Je ne connaissais l’auteure, Shirley Jackson, que de nom. Je la croisais beaucoup sur les réseaux sociaux anglophones, j’ai acheté l’un de ses romans (Hangsaman) qui m’attend sagement. Puis j’ai déniché par hasard une bande-dessinée inspirée de l’une de ses nouvelles les plus connues, La loterie.  Et j’ai compris qui se cachait derrière ce nom, un génie !

Nous avons toujours vécu au château en est une autre preuve. Une lecture ju-bi-la-toire ! La première moitié en tout cas, j’ai adoré ! Et pourtant, le sujet, comme tous les romans de Jackson est plutôt sombre.

Je m’appelle Mary Katherine Blackwood. J’ai dix-huit ans et je vis avec ma soeur Constance. J’ai souvent pensé qu’avec un peu de chance, j’aurais pu naître loup-garou, car à ma main droite comme à la gauche, l’index est aussi long que le majeur (…) Je n’aime pas me laver, je n’aime pas les chiens (…) tous les autres membres de ma famille sont décédés.

=== LISTE AFFICHÉE ===
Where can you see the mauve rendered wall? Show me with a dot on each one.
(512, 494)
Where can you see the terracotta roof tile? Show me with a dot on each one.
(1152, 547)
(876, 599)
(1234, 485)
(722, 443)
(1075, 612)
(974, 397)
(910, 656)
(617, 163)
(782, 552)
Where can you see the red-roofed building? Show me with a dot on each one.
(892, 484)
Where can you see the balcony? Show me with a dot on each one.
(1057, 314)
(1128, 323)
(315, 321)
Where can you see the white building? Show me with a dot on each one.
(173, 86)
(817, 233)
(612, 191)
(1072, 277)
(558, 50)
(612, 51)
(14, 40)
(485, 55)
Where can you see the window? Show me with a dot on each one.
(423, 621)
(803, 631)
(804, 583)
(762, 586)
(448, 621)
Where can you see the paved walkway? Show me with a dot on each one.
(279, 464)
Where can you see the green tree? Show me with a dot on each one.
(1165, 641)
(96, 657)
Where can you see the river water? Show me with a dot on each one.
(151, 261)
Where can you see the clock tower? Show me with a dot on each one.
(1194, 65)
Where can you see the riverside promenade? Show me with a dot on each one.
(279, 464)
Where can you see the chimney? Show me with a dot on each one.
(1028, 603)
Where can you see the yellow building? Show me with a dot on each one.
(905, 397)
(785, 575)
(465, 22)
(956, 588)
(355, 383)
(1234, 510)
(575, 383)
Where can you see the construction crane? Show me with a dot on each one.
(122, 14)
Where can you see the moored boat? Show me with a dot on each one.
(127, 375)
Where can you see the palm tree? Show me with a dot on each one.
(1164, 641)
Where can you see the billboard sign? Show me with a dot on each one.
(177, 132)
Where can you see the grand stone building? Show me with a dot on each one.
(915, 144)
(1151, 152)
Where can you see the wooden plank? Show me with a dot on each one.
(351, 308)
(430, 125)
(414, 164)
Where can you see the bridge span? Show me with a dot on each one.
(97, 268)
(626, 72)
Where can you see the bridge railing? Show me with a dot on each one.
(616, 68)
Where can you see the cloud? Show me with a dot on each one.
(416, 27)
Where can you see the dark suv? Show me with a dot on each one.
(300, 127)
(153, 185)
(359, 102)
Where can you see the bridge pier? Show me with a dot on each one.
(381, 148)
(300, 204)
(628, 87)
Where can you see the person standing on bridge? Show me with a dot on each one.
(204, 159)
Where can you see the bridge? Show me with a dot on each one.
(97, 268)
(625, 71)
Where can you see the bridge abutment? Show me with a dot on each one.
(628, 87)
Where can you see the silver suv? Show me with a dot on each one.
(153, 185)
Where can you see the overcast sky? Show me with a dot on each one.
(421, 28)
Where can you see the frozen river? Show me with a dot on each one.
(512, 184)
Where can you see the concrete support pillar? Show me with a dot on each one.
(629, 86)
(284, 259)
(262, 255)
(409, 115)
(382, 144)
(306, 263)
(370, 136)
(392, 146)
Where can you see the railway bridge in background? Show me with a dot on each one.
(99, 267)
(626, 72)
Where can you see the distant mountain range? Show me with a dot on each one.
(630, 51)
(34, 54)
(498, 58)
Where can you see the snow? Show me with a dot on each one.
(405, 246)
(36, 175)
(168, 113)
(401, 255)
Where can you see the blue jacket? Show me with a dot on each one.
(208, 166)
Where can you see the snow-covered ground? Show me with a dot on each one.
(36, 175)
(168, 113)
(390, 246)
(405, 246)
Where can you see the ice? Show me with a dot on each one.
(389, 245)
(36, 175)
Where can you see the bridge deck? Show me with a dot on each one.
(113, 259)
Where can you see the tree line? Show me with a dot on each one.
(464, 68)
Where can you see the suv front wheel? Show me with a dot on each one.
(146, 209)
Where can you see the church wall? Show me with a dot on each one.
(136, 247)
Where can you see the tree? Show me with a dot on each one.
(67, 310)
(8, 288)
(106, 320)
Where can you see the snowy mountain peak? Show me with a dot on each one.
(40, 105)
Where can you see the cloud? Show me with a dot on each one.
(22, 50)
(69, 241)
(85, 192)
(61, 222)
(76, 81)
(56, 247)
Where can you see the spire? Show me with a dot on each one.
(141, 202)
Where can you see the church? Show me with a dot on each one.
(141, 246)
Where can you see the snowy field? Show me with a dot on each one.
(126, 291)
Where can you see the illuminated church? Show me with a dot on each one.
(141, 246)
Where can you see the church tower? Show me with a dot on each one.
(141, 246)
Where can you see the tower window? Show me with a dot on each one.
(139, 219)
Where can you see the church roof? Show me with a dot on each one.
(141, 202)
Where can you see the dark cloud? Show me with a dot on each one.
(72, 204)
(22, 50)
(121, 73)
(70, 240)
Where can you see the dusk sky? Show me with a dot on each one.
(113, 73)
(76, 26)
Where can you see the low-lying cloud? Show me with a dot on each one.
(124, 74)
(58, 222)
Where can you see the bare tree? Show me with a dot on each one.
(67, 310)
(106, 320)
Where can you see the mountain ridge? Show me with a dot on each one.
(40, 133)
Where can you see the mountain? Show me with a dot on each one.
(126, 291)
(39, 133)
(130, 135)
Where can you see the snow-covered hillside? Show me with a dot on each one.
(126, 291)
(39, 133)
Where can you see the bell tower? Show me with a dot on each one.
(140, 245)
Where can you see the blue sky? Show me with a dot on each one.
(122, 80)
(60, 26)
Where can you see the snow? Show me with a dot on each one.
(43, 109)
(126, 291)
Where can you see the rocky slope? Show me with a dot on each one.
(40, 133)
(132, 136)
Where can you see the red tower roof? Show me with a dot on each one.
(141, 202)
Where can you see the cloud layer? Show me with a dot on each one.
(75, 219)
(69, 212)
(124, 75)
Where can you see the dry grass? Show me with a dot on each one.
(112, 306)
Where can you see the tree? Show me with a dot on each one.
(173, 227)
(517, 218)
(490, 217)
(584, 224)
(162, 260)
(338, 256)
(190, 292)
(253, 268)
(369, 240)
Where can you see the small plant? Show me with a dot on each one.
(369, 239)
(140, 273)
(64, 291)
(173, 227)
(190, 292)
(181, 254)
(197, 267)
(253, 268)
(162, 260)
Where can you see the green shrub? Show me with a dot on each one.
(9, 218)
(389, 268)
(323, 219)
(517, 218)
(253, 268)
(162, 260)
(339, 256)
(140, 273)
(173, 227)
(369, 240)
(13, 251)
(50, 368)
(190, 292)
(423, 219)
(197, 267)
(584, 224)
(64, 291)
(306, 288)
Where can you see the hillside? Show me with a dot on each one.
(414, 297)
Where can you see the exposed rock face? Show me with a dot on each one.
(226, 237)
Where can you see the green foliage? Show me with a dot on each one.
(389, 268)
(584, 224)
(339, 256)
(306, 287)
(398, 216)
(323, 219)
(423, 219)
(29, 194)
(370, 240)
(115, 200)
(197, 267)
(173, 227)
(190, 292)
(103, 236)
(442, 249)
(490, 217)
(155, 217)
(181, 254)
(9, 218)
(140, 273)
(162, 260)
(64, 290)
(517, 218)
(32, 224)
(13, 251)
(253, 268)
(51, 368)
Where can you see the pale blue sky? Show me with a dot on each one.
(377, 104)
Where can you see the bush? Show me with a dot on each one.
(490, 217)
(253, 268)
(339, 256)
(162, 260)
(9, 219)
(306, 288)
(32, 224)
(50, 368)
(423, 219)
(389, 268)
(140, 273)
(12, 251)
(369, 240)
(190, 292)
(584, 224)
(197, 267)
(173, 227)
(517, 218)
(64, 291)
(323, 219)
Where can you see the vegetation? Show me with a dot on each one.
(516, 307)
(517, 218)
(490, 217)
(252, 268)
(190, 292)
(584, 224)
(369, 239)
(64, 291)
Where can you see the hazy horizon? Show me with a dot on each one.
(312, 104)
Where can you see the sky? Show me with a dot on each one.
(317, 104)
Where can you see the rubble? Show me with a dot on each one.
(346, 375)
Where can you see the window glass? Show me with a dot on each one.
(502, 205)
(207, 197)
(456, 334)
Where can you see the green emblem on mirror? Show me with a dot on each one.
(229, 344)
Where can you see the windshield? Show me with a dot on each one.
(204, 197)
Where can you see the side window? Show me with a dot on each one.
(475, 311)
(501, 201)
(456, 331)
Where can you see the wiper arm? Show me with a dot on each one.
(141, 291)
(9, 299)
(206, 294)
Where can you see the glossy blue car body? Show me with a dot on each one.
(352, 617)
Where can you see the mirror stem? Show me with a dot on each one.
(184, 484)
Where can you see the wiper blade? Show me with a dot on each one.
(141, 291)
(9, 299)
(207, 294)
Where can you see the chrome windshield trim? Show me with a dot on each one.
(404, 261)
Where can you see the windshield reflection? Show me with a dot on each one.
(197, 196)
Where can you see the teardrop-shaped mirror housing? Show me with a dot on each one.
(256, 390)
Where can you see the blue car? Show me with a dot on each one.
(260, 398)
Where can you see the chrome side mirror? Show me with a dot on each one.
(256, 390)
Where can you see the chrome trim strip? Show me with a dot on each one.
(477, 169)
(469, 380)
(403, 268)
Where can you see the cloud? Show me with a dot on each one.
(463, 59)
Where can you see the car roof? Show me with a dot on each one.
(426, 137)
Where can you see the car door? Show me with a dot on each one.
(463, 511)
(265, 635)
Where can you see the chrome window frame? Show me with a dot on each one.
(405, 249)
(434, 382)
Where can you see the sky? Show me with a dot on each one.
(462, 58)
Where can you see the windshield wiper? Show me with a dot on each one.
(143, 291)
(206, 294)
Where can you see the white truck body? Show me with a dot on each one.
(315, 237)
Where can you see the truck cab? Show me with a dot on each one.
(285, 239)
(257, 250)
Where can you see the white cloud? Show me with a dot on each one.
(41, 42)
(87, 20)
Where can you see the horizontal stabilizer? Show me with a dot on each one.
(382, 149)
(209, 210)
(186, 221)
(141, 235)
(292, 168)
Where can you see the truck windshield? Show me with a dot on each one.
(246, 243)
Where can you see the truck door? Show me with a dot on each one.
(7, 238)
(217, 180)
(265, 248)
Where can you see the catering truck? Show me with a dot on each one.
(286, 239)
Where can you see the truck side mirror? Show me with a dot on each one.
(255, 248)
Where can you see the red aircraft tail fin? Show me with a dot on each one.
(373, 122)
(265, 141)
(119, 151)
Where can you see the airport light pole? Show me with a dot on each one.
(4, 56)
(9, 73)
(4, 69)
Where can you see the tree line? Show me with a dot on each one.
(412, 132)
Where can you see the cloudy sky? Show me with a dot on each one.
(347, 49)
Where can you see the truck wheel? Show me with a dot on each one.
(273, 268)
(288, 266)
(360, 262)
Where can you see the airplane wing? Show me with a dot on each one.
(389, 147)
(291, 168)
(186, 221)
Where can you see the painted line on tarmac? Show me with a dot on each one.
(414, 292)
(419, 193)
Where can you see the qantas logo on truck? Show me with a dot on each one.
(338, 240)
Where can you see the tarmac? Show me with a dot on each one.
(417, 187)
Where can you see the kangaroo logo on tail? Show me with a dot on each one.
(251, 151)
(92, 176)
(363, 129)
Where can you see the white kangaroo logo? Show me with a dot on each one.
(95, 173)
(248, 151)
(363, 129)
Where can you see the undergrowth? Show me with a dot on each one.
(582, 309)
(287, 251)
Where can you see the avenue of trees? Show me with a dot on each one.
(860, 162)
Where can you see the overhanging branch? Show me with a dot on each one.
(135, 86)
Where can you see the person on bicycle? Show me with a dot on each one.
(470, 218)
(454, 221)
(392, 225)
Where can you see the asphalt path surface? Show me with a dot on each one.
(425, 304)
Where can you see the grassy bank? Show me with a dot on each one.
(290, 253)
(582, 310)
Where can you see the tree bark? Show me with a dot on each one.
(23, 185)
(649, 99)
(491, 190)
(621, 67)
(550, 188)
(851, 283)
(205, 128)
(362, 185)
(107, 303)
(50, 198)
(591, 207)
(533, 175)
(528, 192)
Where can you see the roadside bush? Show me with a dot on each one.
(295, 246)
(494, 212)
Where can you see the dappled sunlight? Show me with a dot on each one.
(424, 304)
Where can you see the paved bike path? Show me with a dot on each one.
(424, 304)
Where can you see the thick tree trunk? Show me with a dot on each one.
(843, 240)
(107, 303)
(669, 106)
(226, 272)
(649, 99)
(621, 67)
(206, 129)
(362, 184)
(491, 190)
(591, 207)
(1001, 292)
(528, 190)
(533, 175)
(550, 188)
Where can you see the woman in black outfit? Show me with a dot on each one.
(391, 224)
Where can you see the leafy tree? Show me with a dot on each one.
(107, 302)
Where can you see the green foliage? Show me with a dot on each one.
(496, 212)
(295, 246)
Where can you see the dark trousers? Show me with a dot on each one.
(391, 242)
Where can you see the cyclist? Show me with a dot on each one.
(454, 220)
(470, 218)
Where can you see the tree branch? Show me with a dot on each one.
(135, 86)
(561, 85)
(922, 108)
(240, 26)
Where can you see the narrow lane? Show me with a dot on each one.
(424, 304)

=== VOTRE OBJECTIF ===
Recopiez à l'identique tout ce qui va de « Nous avons toujours » jusqu'à « famille sont décédés. » dans la page. La liste ci-dessus est indépendante de la page.

=== TÂCHE ACCOMPLIE ===
Nous avons toujours vécu au château en est une autre preuve. Une lecture ju-bi-la-toire ! La première moitié en tout cas, j’ai adoré ! Et pourtant, le sujet, comme tous les romans de Jackson est plutôt sombre.

Je m’appelle Mary Katherine Blackwood. J’ai dix-huit ans et je vis avec ma soeur Constance. J’ai souvent pensé qu’avec un peu de chance, j’aurais pu naître loup-garou, car à ma main droite comme à la gauche, l’index est aussi long que le majeur (…) Je n’aime pas me laver, je n’aime pas les chiens (…) tous les autres membres de ma famille sont décédés.